:: TASK INSTRUCTIONS ::
In the data below, find every line with the word "mirror" and copy it out.

:: Stored data entries ::
────
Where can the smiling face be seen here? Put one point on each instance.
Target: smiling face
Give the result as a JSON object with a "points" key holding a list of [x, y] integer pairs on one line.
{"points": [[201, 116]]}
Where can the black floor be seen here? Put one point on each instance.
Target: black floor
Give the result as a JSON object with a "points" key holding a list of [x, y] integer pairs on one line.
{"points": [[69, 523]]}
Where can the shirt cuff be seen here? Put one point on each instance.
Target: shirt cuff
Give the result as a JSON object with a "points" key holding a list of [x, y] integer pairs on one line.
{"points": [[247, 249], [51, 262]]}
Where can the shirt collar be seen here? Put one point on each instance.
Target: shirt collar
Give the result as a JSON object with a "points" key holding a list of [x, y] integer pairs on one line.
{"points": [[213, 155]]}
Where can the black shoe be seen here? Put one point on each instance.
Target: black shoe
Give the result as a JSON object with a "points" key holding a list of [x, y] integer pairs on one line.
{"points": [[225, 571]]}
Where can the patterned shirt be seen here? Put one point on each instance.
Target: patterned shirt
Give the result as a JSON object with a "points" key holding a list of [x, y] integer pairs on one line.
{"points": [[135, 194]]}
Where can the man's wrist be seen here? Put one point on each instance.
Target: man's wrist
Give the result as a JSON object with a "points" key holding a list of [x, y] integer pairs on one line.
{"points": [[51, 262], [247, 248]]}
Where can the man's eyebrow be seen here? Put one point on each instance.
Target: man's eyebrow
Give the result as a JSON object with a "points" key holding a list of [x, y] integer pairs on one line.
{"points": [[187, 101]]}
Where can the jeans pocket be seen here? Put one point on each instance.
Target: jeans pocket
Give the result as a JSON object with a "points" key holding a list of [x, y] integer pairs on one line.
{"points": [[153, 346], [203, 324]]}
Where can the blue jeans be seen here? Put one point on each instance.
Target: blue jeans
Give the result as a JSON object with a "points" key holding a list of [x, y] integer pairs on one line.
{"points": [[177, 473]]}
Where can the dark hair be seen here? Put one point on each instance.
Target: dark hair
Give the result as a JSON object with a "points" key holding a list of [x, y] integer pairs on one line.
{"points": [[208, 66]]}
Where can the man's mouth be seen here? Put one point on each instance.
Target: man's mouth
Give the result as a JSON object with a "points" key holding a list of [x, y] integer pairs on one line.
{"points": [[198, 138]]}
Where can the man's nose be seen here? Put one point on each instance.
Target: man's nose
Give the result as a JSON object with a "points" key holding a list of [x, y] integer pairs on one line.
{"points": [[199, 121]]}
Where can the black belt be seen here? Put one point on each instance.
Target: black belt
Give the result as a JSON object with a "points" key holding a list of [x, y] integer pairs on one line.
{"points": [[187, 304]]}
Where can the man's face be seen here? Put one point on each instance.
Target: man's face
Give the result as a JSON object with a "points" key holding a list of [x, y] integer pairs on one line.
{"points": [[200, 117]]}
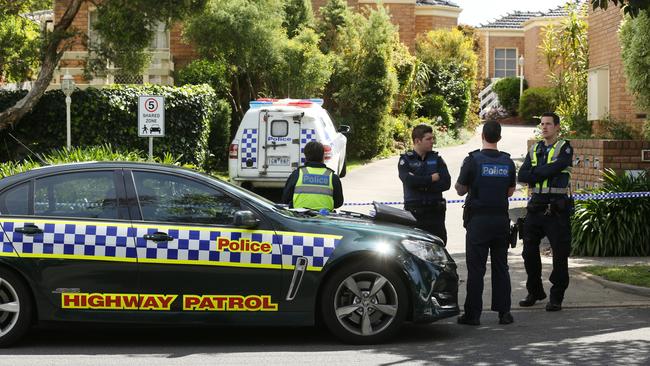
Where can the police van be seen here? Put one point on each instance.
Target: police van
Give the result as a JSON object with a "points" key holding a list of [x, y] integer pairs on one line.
{"points": [[271, 138]]}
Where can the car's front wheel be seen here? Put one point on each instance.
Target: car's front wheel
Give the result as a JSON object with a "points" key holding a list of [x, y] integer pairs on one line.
{"points": [[364, 303], [15, 308]]}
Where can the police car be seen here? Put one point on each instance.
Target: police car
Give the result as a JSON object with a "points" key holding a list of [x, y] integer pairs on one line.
{"points": [[270, 140], [140, 242]]}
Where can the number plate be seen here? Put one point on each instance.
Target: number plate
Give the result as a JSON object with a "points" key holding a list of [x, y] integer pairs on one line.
{"points": [[279, 160]]}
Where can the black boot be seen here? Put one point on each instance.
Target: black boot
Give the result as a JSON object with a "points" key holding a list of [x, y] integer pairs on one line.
{"points": [[531, 299]]}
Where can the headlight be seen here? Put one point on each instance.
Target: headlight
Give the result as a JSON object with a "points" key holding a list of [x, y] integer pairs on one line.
{"points": [[426, 250]]}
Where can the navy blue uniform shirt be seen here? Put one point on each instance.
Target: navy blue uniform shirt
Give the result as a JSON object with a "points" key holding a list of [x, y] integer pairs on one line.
{"points": [[415, 173]]}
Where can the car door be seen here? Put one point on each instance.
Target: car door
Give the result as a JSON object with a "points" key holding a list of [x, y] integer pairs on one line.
{"points": [[188, 246], [72, 228], [280, 145]]}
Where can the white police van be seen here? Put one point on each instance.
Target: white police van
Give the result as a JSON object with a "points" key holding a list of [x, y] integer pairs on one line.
{"points": [[270, 140]]}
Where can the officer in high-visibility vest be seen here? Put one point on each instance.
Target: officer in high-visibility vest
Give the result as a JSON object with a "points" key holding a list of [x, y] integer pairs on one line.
{"points": [[547, 170], [490, 178], [424, 177], [313, 185]]}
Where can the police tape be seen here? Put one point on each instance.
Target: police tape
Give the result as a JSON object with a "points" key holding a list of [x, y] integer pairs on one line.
{"points": [[577, 197]]}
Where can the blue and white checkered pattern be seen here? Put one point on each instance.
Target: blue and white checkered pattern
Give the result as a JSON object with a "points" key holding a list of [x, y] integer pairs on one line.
{"points": [[198, 245], [67, 239], [249, 147], [306, 135]]}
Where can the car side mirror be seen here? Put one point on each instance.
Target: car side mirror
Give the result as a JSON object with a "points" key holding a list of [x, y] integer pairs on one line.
{"points": [[245, 219], [344, 129]]}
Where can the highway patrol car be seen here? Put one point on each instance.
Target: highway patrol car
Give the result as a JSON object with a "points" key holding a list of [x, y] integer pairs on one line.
{"points": [[139, 242], [270, 140]]}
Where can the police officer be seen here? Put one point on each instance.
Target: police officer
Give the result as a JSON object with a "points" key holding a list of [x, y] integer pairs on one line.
{"points": [[547, 170], [313, 185], [490, 178], [424, 177]]}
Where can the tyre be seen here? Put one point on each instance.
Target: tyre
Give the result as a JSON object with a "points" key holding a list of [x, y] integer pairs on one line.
{"points": [[364, 304], [15, 308]]}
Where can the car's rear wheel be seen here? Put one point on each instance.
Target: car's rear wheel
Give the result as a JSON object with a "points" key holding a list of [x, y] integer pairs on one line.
{"points": [[15, 308], [364, 303]]}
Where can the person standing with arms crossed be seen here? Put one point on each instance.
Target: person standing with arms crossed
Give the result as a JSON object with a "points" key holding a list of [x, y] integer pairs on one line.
{"points": [[488, 175], [424, 177], [547, 170]]}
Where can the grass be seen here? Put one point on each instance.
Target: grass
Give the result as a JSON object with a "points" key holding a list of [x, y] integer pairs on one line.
{"points": [[631, 275]]}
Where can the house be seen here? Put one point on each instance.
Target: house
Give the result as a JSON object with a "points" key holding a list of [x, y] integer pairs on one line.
{"points": [[515, 35], [608, 95], [169, 52]]}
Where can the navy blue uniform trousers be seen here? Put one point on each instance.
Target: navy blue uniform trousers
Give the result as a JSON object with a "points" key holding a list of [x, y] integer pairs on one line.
{"points": [[487, 235]]}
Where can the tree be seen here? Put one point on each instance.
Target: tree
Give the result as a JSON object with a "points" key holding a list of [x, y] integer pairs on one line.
{"points": [[298, 15], [335, 15], [566, 51], [247, 35], [630, 7], [635, 37], [123, 34]]}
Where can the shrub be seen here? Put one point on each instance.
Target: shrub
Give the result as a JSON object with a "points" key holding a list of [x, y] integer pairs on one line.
{"points": [[614, 227], [109, 115], [507, 89], [536, 101], [435, 107]]}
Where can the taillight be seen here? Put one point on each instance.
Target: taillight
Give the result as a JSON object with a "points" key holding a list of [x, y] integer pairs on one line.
{"points": [[233, 152], [328, 152]]}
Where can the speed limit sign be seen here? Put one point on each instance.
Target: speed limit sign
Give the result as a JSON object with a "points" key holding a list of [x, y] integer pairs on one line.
{"points": [[151, 116]]}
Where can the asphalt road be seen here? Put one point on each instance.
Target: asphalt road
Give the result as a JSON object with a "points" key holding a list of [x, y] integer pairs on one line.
{"points": [[587, 336]]}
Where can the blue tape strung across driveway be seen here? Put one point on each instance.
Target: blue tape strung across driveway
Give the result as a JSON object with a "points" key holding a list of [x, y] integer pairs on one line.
{"points": [[578, 197]]}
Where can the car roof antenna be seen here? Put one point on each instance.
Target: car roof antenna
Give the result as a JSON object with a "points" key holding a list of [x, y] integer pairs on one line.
{"points": [[28, 149]]}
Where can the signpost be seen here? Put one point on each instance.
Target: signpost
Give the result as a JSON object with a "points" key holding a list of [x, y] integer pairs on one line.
{"points": [[151, 118]]}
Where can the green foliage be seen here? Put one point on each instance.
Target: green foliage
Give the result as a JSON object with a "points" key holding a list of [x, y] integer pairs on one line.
{"points": [[630, 7], [19, 45], [635, 38], [109, 115], [507, 89], [365, 82], [335, 16], [435, 107], [203, 71], [298, 15], [124, 38], [614, 227], [303, 69], [453, 65], [566, 49], [536, 101], [103, 152]]}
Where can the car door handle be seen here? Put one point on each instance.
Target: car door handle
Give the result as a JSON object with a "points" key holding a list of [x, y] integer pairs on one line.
{"points": [[158, 237], [29, 229]]}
────
:: SOLUTION FOR THIS PROBLEM ::
Where can the car side mirror be seen here? Put one point on each instance.
Target: car side mirror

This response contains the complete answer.